$1 billion is not enough; OpenAI Foundation must start spending tens of billions each year
The nonprofit's $1B annual pledge is called 'far too little' given its $150B+ equity stake.
A viral critique from AI researcher Davidmanheim on LessWrong argues the newly established OpenAI Foundation is moving too slowly with its capital. The foundation, created as part of OpenAI's restructuring into a public benefit corporation, holds a 27% equity stake in the company—a share currently valued at over $150 billion. Despite this immense war chest, the foundation has only committed to spending "at least $1 billion" in the coming year. Davidmanheim labels this initial pledge "far too little, moving far too slowly" to meet the organization's mandated mission of ensuring AGI benefits all of humanity safely.

> The task
Continue the article on the OpenAI Foundation's $1 billion spending pledge, picking up after its final sentence.

> Dataset extract
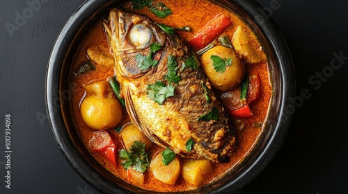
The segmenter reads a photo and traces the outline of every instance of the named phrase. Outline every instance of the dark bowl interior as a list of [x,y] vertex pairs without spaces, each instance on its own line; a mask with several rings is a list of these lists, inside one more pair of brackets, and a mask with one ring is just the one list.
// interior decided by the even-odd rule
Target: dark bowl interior
[[[114,177],[97,162],[74,128],[69,109],[72,85],[68,74],[79,42],[95,21],[124,1],[86,1],[61,30],[50,56],[46,76],[47,109],[56,141],[67,161],[89,184],[102,193],[147,193]],[[237,193],[254,180],[271,162],[286,136],[291,122],[294,96],[292,61],[278,27],[260,12],[255,1],[215,1],[248,24],[269,58],[273,87],[271,109],[262,134],[248,156],[223,178],[196,191],[184,193]],[[152,192],[153,193],[153,192]]]

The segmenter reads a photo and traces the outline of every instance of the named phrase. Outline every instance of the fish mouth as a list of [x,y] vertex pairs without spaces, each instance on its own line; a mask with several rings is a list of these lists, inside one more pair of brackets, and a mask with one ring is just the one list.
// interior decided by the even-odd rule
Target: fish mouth
[[116,70],[122,76],[136,78],[148,71],[141,71],[134,58],[138,53],[145,55],[156,35],[147,21],[137,15],[129,15],[116,8],[110,10],[103,27],[109,45],[113,52]]
[[[119,27],[120,24],[124,24],[124,21],[120,19],[119,14],[122,14],[121,12],[119,12],[116,9],[111,10],[109,15],[109,19],[104,19],[102,24],[107,42],[113,52],[115,68],[122,68],[124,67],[120,55],[120,52],[122,51],[120,49]],[[119,72],[125,71],[122,71],[122,69],[118,70],[121,70]]]

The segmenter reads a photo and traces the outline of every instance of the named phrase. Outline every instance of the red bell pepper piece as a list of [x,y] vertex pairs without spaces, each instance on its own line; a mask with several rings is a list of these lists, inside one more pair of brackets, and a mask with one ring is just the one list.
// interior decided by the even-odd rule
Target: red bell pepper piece
[[249,82],[248,85],[248,93],[246,96],[248,103],[252,103],[259,98],[261,91],[260,88],[261,80],[260,80],[258,71],[253,74],[250,74]]
[[237,118],[246,118],[253,116],[253,112],[248,104],[239,109],[230,110],[229,112],[232,116]]
[[116,145],[106,131],[95,132],[89,141],[89,146],[93,151],[101,154],[116,166],[116,155],[115,155]]
[[230,114],[237,118],[246,118],[253,116],[249,104],[255,102],[260,96],[261,81],[260,76],[256,73],[249,74],[246,100],[241,99],[241,88],[237,87],[221,96],[223,105]]
[[213,42],[230,24],[231,21],[228,17],[223,13],[219,14],[209,21],[188,43],[198,49],[203,48]]

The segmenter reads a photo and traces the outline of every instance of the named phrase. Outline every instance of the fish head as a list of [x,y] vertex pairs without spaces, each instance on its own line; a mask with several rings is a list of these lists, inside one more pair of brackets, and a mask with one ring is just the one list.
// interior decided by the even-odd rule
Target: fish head
[[147,17],[113,8],[103,26],[113,53],[117,72],[134,78],[150,71],[139,68],[136,56],[151,54],[150,46],[152,43],[164,44],[166,34],[157,24]]

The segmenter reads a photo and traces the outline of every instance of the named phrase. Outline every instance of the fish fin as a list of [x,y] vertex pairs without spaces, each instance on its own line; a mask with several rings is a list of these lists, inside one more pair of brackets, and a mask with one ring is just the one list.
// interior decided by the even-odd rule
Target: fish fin
[[141,130],[146,136],[148,136],[150,140],[156,144],[162,146],[163,148],[171,147],[166,142],[164,142],[160,138],[154,134],[150,130],[146,127],[145,125],[141,122],[141,121],[138,117],[138,114],[134,109],[134,106],[133,105],[133,101],[132,100],[130,90],[129,89],[125,89],[125,100],[126,103],[126,108],[128,114],[129,115],[132,123],[136,125],[139,130]]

> Answer space
The core of the argument hinges on scale and urgency. The post asserts that given the foundation's stated values and the high-stakes, global nature of its AGI safety mandate, its spending must match the magnitude of the problem. Donating a small fraction of its $150B+ resources is framed as inadequate. The critique calls for the foundation to begin deploying capital on the order of *tens of billions of dollars each year* to fund safety research, governance, and infrastructure that aligns with its monumental charter. This positions the $1B pledge not as a starting point, but as a potential failure to launch with the necessary ambition.
- The OpenAI Foundation holds a 27% equity stake in OpenAI, valued at over $150 billion.
- Its first major commitment is to spend "at least $1 billion" in the coming year.
- A viral critique argues this is 'far too little' and calls for annual spending in the tens of billions to fulfill its AGI safety mission.
Why It Matters
It questions whether the structures created to govern powerful AI will be funded ambitiously enough to match their world-altering responsibilities.